- _TASK DETAILS_
Below are the records; repeat them in full, exactly.

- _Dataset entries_
..............................
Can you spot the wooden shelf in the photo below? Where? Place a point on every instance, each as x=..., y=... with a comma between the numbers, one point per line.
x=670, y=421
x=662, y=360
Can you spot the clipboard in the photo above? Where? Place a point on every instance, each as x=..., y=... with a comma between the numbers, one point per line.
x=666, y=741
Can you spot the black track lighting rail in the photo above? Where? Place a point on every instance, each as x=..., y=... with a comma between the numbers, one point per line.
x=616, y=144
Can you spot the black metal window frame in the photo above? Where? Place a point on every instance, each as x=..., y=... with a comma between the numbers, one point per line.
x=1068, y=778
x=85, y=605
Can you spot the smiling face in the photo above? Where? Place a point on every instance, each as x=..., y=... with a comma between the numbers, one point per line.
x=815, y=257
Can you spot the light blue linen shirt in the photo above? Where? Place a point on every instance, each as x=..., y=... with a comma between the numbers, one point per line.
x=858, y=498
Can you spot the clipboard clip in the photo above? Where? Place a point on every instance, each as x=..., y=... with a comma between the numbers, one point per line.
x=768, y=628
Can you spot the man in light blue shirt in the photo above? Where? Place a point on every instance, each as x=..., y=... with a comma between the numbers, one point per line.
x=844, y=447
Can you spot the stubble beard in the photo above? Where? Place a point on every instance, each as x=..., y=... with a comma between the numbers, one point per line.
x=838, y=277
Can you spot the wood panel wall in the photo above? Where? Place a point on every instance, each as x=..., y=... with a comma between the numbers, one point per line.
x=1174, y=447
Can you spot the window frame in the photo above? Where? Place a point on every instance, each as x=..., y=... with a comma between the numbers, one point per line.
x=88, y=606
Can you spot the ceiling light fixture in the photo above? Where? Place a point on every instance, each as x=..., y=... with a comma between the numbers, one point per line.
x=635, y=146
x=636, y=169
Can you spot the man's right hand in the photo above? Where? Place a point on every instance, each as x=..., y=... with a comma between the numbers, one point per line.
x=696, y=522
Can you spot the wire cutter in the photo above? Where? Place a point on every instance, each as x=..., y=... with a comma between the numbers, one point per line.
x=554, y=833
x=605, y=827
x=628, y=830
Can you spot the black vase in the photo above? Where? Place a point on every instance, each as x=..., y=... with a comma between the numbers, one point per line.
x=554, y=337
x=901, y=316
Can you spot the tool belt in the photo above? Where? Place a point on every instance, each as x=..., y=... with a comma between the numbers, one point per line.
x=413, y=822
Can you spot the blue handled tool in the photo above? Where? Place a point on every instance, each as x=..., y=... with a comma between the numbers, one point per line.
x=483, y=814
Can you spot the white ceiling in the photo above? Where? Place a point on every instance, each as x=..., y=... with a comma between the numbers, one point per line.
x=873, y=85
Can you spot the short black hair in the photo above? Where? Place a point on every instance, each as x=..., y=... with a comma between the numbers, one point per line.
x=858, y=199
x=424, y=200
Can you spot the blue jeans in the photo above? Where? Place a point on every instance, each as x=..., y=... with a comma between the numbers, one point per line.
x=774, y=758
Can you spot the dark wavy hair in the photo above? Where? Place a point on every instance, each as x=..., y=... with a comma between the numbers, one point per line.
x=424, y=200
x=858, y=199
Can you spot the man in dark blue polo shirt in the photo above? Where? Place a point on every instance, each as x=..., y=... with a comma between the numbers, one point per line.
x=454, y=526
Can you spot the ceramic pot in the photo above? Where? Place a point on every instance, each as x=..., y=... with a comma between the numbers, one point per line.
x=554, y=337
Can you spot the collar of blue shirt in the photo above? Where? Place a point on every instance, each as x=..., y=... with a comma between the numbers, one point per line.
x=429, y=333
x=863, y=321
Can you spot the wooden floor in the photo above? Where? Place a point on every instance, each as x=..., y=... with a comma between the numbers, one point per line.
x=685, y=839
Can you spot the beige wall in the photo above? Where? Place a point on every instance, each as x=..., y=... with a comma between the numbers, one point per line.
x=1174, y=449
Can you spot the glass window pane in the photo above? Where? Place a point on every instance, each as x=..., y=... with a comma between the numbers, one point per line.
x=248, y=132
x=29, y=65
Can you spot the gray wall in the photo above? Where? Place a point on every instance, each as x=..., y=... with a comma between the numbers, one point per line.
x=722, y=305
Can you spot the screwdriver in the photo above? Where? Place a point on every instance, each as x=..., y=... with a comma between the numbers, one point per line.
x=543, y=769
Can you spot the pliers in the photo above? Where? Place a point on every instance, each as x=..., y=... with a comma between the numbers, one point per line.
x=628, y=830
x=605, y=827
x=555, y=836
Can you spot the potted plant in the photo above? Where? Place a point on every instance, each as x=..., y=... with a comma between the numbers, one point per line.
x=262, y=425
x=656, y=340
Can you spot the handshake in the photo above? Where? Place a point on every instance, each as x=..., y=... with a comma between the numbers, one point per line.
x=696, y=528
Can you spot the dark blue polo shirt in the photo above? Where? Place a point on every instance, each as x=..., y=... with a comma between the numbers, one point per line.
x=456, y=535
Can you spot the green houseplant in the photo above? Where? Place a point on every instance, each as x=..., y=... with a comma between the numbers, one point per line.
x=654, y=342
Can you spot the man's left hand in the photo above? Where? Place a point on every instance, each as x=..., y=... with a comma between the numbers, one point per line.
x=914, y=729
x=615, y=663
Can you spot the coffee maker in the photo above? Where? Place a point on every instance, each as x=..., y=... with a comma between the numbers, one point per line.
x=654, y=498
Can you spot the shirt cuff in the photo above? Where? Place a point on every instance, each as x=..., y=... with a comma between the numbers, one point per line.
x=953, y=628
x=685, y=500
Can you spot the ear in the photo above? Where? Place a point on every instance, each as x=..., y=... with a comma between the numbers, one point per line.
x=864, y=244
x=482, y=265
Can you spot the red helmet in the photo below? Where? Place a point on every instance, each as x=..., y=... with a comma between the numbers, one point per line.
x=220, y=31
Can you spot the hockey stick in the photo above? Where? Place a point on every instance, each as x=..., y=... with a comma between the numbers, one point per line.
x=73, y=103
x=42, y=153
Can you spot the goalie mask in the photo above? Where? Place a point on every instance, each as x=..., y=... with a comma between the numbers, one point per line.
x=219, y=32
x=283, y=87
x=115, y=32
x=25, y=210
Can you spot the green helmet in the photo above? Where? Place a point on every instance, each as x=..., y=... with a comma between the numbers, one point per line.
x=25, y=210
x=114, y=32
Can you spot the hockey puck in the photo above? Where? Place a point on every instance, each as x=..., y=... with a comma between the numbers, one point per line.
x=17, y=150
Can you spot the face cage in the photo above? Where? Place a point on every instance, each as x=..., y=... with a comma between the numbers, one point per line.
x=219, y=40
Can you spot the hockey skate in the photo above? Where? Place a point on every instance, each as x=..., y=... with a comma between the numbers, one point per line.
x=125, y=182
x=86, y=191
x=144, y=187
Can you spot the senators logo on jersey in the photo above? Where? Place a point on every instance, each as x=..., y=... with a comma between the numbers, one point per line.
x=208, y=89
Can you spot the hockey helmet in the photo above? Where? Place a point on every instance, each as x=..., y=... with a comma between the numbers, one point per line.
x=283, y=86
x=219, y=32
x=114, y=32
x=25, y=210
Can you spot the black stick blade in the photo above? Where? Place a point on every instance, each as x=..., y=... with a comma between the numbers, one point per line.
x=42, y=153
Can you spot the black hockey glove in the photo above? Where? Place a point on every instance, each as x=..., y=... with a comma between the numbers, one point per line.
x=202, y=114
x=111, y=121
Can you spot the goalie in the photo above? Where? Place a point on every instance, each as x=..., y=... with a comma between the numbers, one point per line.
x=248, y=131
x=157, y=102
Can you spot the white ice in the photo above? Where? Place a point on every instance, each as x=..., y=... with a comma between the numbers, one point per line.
..............................
- _SOLUTION TO THE EXERCISE_
Can you spot the wooden shelf in the photo below? Where? Place a point on every instance, each as x=..., y=... with a comma between the numbers, one point per line.
x=670, y=421
x=662, y=360
Can you spot the clipboard in the photo above? Where? Place a point on every instance, each as x=..., y=... with a comma between the numbers, one point per line.
x=666, y=741
Can you spot the black track lighting rail in the photo above? Where? Place a point on every instance, each as x=..., y=... with a comma between the numbers, one point per line.
x=616, y=144
Can you spot the black metal window frame in the photo above? Where? Place a point on every instance, each as x=..., y=... with a comma between the numbers, one point per line.
x=1068, y=778
x=85, y=605
Can you spot the smiling face in the photo above? Where? Place a point on every instance, each as x=..., y=... with a comma between the numbers, one point per line.
x=815, y=257
Can you spot the light blue linen shirt in the photo above? Where? Place a point on every instance, each as x=..., y=... with a comma between the numbers, one point per line.
x=858, y=498
Can you spot the clipboard clip in the photo above? Where? Place a point on every instance, each as x=..., y=... with a comma between the numbers, one point per line.
x=768, y=628
Can you spot the man in light blue shirt in the photo above? Where? Place a point on every instance, each as x=..., y=... with a comma between the numbers, one point per line.
x=844, y=447
Can you spot the stubble beard in the photo above? Where? Place a point on every instance, each as x=..., y=... with a comma between the numbers, one point per line.
x=838, y=277
Can you spot the wood panel wall in the photo above? Where? Place a point on every instance, each as x=..., y=... with a comma between the numbers, one point per line.
x=1174, y=447
Can you spot the window frame in the photo above? Where? Place a point on every instance, each as x=..., y=... with a comma between the numbers, one point per line.
x=88, y=606
Can you spot the ceiling light fixture in the photo above? Where? Place a point on every instance, each as x=..., y=... with a comma between the numbers, one point per line.
x=635, y=146
x=636, y=169
Can you spot the man's right hand in the photo above? Where? Place a point on every instance, each as x=..., y=... with a comma between the numbers, one point per line.
x=696, y=522
Can you spot the wire cutter in the photo above? Where? Place a point on every instance, each as x=..., y=... with a comma between the numbers, one point per line.
x=554, y=833
x=605, y=827
x=628, y=830
Can you spot the black vase in the photo above? Where? Place a point on every instance, each as x=..., y=... with a comma between the numbers, one point per line.
x=554, y=337
x=901, y=316
Can you spot the tool belt in the photo above? Where? Place a point on every instance, each as x=..., y=... with a comma between the numbers, one point per line.
x=413, y=822
Can you spot the blue handled tool in the photo above? Where? Place a point on every instance, each as x=..., y=... with a comma between the numbers, one point per line.
x=483, y=814
Can you spot the white ceiling in the photo above? Where? Place a point on every instance, each as x=..., y=... with a comma between the numbers, one point per line.
x=873, y=85
Can you spot the short black hair in the photo above? Where? Place a point on every instance, each as x=..., y=... with a comma between the numbers, one point per line.
x=858, y=199
x=424, y=200
Can you spot the blue jeans in the photo above? Where? Place a point on every instance, each as x=..., y=... with a comma between the numbers, one point per line.
x=774, y=758
Can you spot the dark wavy hair in the photo above? Where? Place a point on every instance, each as x=..., y=... with a comma between the numbers, one point per line.
x=424, y=200
x=858, y=199
Can you spot the man in dark blue polo shirt in the photo above? Where? Place a point on every instance, each as x=..., y=... with a comma between the numbers, one point per line.
x=454, y=526
Can you spot the ceramic pot in the photo above? Where? Place a point on every instance, each as x=..., y=... with a comma between the numbers, one point per line.
x=554, y=337
Can you spot the collar of blue shirt in the photo above? Where? Place a point on every instance, each as x=..., y=... with a comma between the numbers, one point per line.
x=429, y=333
x=863, y=321
Can you spot the wooden floor in the photo above? Where? Place a point on every instance, each as x=..., y=... with a comma between the numbers, one point per line.
x=685, y=839
Can you spot the beige wall in the photo above? Where? Place a point on every instance, each as x=..., y=... with a comma between the numbers, one point per line.
x=1174, y=449
Can you spot the glass window pane in the photo above? Where? Place a point on every instance, each as x=..., y=... with a comma between the numbers, one point per line.
x=248, y=132
x=29, y=65
Can you spot the gray wall in the photo above? Where? Place a point on every instance, each as x=..., y=... with a comma between the numbers, one point per line.
x=722, y=305
Can you spot the screwdriver in the photo above? Where? Place a point on every instance, each as x=..., y=... with a comma between the numbers, one point per line.
x=543, y=769
Can you spot the pliers in the photo above? Where? Place a point on every instance, each as x=..., y=... with a comma between the numbers, one point per line.
x=628, y=830
x=605, y=827
x=555, y=836
Can you spot the potted plant in the photo above? Where? Place a point on every instance, each as x=..., y=... with a comma between the numbers, one point per line.
x=262, y=425
x=656, y=340
Can you spot the handshake in the photo above? Where? Place a point on every instance, each as x=..., y=... with a comma between the numbers, one point per line.
x=696, y=528
Can you spot the dark blue polo shirt in the photo above? Where? Place a point on every instance, each as x=..., y=... with a comma between the numbers, one point per line.
x=456, y=535
Can you spot the green houseplant in the photo above? Where? Place a point on every instance, each as x=..., y=... with a comma between the numbers, one point per line.
x=654, y=342
Can you spot the man's left hand in the photo above? Where? Place a point on every instance, each as x=..., y=... with a comma between the numbers, one point per line.
x=914, y=729
x=615, y=663
Can you spot the coffee maker in the photo above? Where? Place a point on every instance, each as x=..., y=... with a comma between the numbers, one point per line.
x=654, y=498
Can you spot the shirt cuff in the photo above? Where? Place a point on every instance, each as x=..., y=... with a comma between the numbers, one point per line.
x=953, y=628
x=685, y=500
Can you spot the ear in the photo above? Where? Place a point on every instance, each as x=..., y=... with a comma between the numbers, one point per line.
x=864, y=244
x=482, y=265
Can you spot the red helmet in the photo below? Where? Place a point on every instance, each as x=..., y=... with a comma between the numbers, one point per line.
x=220, y=31
Can you spot the hockey stick in the photo above? Where? Place a point on every instance, each as x=..., y=... with a comma between the numbers, one point per line.
x=73, y=103
x=42, y=153
Can you spot the goalie mask in the photo above? Where? Place a point on every instance, each as x=..., y=... with a comma between the numbers, one point per line.
x=219, y=32
x=283, y=87
x=115, y=32
x=25, y=210
Can you spot the green helmet in the photo above? Where? Place a point on every instance, each as x=..., y=... with a comma between the numbers, one point per line.
x=25, y=210
x=114, y=32
Can you spot the hockey puck in the photo above? Where? Place a point on every instance, each as x=..., y=... with a comma between the numbers, one point per line.
x=17, y=150
Can you spot the face cage in the photo above? Where? Place a point on every instance, each as x=..., y=... with a comma between the numbers, one point per line.
x=219, y=40
Can you spot the hockey skate in the photo above? Where? Place a point on every instance, each as x=..., y=... with a comma between the numbers, one point per line.
x=125, y=182
x=86, y=191
x=144, y=187
Can you spot the senators logo on jersey in the photo above? Where? Place a point on every instance, each as x=..., y=... with a comma between the numbers, one point per line.
x=208, y=89
Can you spot the hockey helmet in the photo above? Where? Place a point on every instance, each as x=..., y=... with a comma between the numbers, one point per line.
x=283, y=86
x=219, y=32
x=114, y=32
x=25, y=210
Can you spot the black stick blade in the photo above? Where? Place a point on every instance, each as x=..., y=... with a comma between the numbers, one point per line.
x=42, y=153
Can you spot the black hockey glove in the photo above? Where? Place a point on every instance, each as x=..., y=... with a comma between the numbers, one point per line.
x=202, y=114
x=111, y=121
Can you spot the goalie in the photo above? Where? Place a point on every instance, each as x=..., y=... with a comma between the numbers, one point per line.
x=248, y=131
x=157, y=102
Can you spot the white ice in the photo above? Where? Place a point on every instance, each as x=..., y=... with a comma between the numbers, one point per line.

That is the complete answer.